§ Ваши задания
1. Назовите все фамилии, которые встречаются во фрагменте текста.
2. Приведите еще раз без изменений часть фрагмента текста, которая начинается словами «Нет, профессору Волосатову» и заканчивается словами «ее жесткую почву.».

§ Фрагмент текста

Нет, профессору Волосатову на самом деле не надо было совершать над собою никакого насилия, чтобы врасти в социализм. И он вовсе не притворялся, не кривил душой, говоря, что никаких разногласий, даже самых мелких, у него с социализмом больше нет.
Федотов, случись ему прочесть «Возвращенную молодость», вряд ли придал бы судьбе ее героя обобщающий смысл, противоречащий его собственным выводам. Скорее всего, он решил бы, что Зощенко нарочно выбрал себе в герои человека слабого и ничтожного. (На то ведь он и сатирик!) И немудрено, что этот слабый и ничтожный человек, живя с волками, так легко научился выть по-волчьи, так быстро приспособился к новой жизни, так прочно вцепился корнями в ее жесткую почву.
Но герой «Возвращенной молодости» вовсе не такое уж ничтожество, он не какой-нибудь там злостный отщепенец, предатель. Он самый обыкновенный человек. Такой же, как все. Конечно, нельзя недооценивать и ту страшную историческую мясорубку, в которую он попал волею обстоятельств.

(Записи набора данных с точечной разметкой)
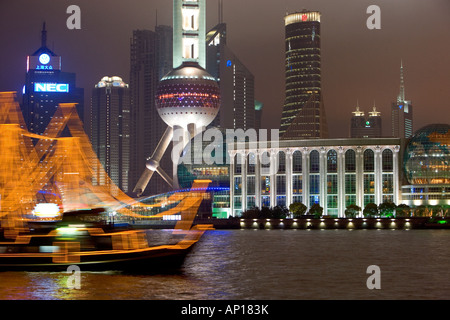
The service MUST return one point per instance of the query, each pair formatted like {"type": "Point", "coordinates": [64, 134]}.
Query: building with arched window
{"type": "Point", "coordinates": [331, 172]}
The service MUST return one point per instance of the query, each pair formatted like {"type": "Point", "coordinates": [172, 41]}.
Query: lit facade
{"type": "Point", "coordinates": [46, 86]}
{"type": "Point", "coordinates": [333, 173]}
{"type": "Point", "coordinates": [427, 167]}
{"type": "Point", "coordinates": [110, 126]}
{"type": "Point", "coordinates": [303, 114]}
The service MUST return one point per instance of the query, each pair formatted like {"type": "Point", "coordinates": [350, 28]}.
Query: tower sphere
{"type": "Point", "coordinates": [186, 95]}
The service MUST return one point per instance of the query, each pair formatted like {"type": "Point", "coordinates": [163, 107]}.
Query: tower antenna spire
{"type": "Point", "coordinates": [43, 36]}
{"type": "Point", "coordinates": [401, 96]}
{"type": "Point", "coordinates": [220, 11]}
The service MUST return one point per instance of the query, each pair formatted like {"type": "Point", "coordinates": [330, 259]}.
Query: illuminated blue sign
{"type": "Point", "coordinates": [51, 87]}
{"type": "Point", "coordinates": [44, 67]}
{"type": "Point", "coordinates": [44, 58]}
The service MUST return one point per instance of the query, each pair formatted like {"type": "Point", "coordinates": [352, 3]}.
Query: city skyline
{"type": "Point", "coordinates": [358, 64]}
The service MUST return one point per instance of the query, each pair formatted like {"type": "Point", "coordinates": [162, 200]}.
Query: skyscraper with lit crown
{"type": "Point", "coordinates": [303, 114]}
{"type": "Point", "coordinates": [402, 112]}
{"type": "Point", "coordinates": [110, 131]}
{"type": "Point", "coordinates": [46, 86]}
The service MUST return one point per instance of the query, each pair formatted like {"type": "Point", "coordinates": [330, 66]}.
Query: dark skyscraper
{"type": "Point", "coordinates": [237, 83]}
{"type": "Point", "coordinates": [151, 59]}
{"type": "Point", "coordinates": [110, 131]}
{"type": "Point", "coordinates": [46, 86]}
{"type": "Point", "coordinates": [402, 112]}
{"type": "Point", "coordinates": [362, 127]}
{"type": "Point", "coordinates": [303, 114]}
--
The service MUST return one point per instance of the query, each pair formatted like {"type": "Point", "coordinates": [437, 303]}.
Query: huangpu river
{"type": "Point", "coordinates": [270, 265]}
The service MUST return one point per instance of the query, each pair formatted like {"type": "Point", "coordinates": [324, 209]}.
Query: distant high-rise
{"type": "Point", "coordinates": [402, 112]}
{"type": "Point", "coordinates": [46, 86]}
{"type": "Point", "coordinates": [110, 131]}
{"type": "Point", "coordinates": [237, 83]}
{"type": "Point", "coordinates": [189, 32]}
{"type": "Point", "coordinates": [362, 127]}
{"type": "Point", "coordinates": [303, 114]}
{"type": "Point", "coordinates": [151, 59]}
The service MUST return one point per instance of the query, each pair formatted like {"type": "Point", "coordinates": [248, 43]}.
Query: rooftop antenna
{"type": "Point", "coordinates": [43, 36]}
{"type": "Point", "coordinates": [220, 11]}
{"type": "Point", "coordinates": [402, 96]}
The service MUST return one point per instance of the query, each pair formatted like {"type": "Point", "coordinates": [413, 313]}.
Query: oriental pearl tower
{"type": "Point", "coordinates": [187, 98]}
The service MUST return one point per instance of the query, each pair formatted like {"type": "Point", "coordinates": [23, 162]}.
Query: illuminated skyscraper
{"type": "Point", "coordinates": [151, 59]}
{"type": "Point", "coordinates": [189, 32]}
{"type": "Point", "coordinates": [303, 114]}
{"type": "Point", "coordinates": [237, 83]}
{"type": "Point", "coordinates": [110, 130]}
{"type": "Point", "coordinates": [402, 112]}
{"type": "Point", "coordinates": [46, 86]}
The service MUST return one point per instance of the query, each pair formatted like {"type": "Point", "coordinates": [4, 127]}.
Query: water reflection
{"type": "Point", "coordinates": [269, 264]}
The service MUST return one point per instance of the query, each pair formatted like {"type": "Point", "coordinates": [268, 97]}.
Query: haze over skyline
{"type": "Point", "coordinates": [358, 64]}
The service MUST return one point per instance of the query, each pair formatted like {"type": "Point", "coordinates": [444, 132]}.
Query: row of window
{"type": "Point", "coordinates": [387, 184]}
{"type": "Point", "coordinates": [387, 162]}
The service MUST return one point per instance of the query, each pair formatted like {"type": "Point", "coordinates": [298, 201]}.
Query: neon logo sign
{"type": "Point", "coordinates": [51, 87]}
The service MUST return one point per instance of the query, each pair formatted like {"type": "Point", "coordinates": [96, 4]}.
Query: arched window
...
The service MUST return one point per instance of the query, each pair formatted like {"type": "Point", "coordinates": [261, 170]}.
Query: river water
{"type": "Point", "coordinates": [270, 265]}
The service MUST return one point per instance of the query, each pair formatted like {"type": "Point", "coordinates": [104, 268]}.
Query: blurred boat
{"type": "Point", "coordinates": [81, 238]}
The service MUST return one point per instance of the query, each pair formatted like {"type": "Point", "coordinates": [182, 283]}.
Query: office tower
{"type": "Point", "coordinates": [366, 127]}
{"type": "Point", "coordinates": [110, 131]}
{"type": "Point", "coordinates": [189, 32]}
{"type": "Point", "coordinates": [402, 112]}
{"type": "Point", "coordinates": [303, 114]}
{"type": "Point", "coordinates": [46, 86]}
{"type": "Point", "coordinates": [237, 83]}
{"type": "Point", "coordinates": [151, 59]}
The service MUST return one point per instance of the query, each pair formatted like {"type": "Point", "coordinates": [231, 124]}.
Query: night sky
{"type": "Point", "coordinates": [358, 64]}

§ Ответы по заданиям
1. Волосатов, Федотов, Зощенко

2.
Нет, профессору Волосатову на самом деле не надо было совершать над собою никакого насилия, чтобы врасти в социализм. И он вовсе не притворялся, не кривил душой, говоря, что никаких разногласий, даже самых мелких, у него с социализмом больше нет.
Федотов, случись ему прочесть «Возвращенную молодость», вряд ли придал бы судьбе ее героя обобщающий смысл, противоречащий его собственным выводам. Скорее всего, он решил бы, что Зощенко нарочно выбрал себе в герои человека слабого и ничтожного. (На то ведь он и сатирик!) И немудрено, что этот слабый и ничтожный человек, живя с волками, так легко научился выть по-волчьи, так быстро приспособился к новой жизни, так прочно вцепился корнями в ее жесткую почву.